If you have extra time or want some extra practice, pick any issue (not all of these) that interests you, explore it, and create a graphic to illustrate your findings.

Superstition

This article from FiveThirtyEight demonstrates that fewer babies are born on the 13th of each month, and the effect is even stronger when the 13th falls on a Friday. If you have extra time or want some extra practice, you can try to recreate the first graphic in the article.

Appendix: R Functions

Six Main Verbs

Function/Operator Action Example
select() Provides a subset of variables select(Birthdays, state, date, year, births)
mutate() Creates a new variable mutate(Birthdays, year_short = year - 1900)
filter() Provides a subset of rows filter(Birthdays, state %in% c("AK","CA","MA"))
arrange() Sorts the rows of a dataset arrange(Birthdays, desc(births))
summarize() Collapses rows into summaries of variables across rows summarize(Birthdays,total_births = sum(births), average_births = mean(births), nstates = n_distinct(state), ncases = n())
group_by() Collapses rows into summaries of variables across rows group_by(Birthdays, year, state) %>% summarize(average = mean(births))

### RECORD SET
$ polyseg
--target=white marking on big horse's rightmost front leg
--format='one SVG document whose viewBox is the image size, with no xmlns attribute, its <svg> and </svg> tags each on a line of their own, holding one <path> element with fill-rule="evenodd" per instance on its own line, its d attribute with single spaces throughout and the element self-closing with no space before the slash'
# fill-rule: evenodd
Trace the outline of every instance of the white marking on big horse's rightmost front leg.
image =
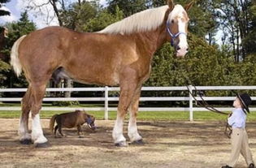
<svg viewBox="0 0 256 168">
<path fill-rule="evenodd" d="M 141 140 L 142 137 L 139 135 L 137 131 L 137 119 L 132 115 L 132 111 L 129 111 L 130 113 L 130 119 L 128 123 L 128 136 L 131 140 L 131 142 L 136 140 Z"/>
</svg>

### REQUIRED ACTION 1
Translate this sentence from the birthdays text into Spanish: "This article from FiveThirtyEight demonstrates that fewer babies are born on the 13th of each month, and the effect is even stronger when the 13th falls on a Friday."
### REQUIRED ACTION 2
Shorten the paragraph of the birthdays text that begins "This article from FiveThirtyEight" and keep its main facts.
### REQUIRED ACTION 3
Copy word for word the part of the birthdays text from "filter() Provides a" to "summarize(average = mean(births))".
The lines have nothing to do with this work.

### EXERCISE OUTPUT 1
Este artículo de FiveThirtyEight demuestra que nacen menos bebés el día 13 de cada mes, y el efecto es aún más fuerte cuando el 13 cae en viernes.

### EXERCISE OUTPUT 2
A FiveThirtyEight article shows that fewer babies are born on the 13th of each month, especially when the 13th is a Friday. For extra practice, you can try to recreate the article's first graphic.

### EXERCISE OUTPUT 3
filter() Provides a subset of rows filter(Birthdays, state %in% c("AK","CA","MA"))
arrange() Sorts the rows of a dataset arrange(Birthdays, desc(births))
summarize() Collapses rows into summaries of variables across rows summarize(Birthdays,total_births = sum(births), average_births = mean(births), nstates = n_distinct(state), ncases = n())
group_by() Collapses rows into summaries of variables across rows group_by(Birthdays, year, state) %>% summarize(average = mean(births))